Refresh the plot

Like kill your darlings, refreshing your plot is just as vital. In this post I cite two examples, a draft novel and short story. The novel received feedback that led me to rethink sequence of events and reinforce particular themes in the story. An indirect result was that I rethought a short story, and had the insight to reorganise a stagnant plot. This highlights the importance of critiquing and feedback, and particularly taking that feedback as a positive opportunity even if it appears negative.

Embracing criticism

I’m a social worker, so by the very nature of my practice I should embrace critical thinking. In reality, I don’t like accepting fallibility, so I hate having new perspectives introduced, even though I aboslutely need them. It’s very much a love/hate relationship.

So it is with writing then, that I need to get new perspective, put myself out there. I have written about the power of critiquing before. It’s a process that can be awkward and difficult, but so rewarding. 

Recently I sent out sections of my first draft novel to a critique group. Their feedback was in depth and thorough, and provided me with the external, from-the-outside-looking-in perspective I needed. There were many errors I made – some I might never have noticed, others schoolboy type errors (two characters with names so similar the critique group thought they were a typo and the same person!).  Nonetheless, after giving myself a kick in backside I needed, I was also pleased to get the responses. It energised me and gave new direction.

Here’s the interesting thing though, not only is critique in itself a useful process, but it’s a type of writing exercise that I have found I can develop over time. What I mean is, I am becoming more conscious of common errors I made in the past, which inhibit the story, and I’m able to correct these before the work ever comes before any external perspective. It helps minimise errors, and provide focus where it is needed, on the finer detail.
-*-
Set task 1: Decide whether each statement agrees with the post on refreshing a plot, answering yes or no and quoting the words of the post that settle it: (a) The writer works as a social worker. (b) The writer sent the complete first draft novel to a critique group. (c) The critique group took two characters with similar names to be the same person.
Set task 2: According to the post on refreshing a plot, what effect did the critique group's responses have on the writer?
Set task 3: Reproduce the passage of the post on refreshing a plot starting at "Refresh the plot" and ending at "a love/hate relationship.".
The records that come next have nothing to do with the post on refreshing a plot.

Data lines:
-*-
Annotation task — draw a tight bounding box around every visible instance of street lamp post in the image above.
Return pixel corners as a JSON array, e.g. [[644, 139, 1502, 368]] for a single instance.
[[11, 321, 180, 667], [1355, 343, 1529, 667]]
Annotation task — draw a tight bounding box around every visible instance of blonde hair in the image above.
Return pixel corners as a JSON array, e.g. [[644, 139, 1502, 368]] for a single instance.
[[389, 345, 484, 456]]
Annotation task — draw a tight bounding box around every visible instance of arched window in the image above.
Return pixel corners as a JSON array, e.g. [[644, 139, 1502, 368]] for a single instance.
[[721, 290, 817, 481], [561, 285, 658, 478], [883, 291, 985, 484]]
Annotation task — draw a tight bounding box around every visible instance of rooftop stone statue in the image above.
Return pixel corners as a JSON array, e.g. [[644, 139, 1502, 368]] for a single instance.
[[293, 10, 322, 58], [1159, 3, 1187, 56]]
-*-
Full output 1:
(a) Yes: "I’m a social worker"
(b) No: "I sent out sections of my first draft novel to a critique group"
(c) Yes: "two characters with names so similar the critique group thought they were a typo and the same person!"

Full output 2: The responses energized the writer and gave new direction.

Full output 3:
Refresh the plot

Like kill your darlings, refreshing your plot is just as vital. In this post I cite two examples, a draft novel and short story. The novel received feedback that led me to rethink sequence of events and reinforce particular themes in the story. An indirect result was that I rethought a short story, and had the insight to reorganise a stagnant plot. This highlights the importance of critiquing and feedback, and particularly taking that feedback as a positive opportunity even if it appears negative.

Embracing criticism

I’m a social worker, so by the very nature of my practice I should embrace critical thinking. In reality, I don’t like accepting fallibility, so I hate having new perspectives introduced, even though I aboslutely need them. It’s very much a love/hate relationship.